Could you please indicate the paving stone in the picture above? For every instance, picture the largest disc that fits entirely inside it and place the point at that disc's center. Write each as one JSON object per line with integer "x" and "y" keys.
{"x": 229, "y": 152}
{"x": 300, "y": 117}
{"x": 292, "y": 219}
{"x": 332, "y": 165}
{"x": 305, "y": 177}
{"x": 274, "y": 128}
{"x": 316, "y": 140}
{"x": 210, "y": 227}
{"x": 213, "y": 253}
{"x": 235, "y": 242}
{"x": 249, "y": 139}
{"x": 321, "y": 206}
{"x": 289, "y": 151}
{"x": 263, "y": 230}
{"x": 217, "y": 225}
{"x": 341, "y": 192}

__________________________________________________

Directive:
Rewrite the listing with "paving stone" changed to "cobblestone", and leave every other part as it is.

Solution for this exercise:
Could you please indicate the cobblestone in the picture above? For every instance, picture the largest disc that fits entirely inside it and place the point at that disc's center. Write each as one JSON object per line with integer "x" and "y" keys.
{"x": 229, "y": 152}
{"x": 300, "y": 117}
{"x": 292, "y": 219}
{"x": 332, "y": 165}
{"x": 305, "y": 177}
{"x": 274, "y": 128}
{"x": 316, "y": 140}
{"x": 210, "y": 227}
{"x": 213, "y": 253}
{"x": 235, "y": 242}
{"x": 249, "y": 139}
{"x": 321, "y": 206}
{"x": 289, "y": 151}
{"x": 263, "y": 230}
{"x": 217, "y": 225}
{"x": 341, "y": 192}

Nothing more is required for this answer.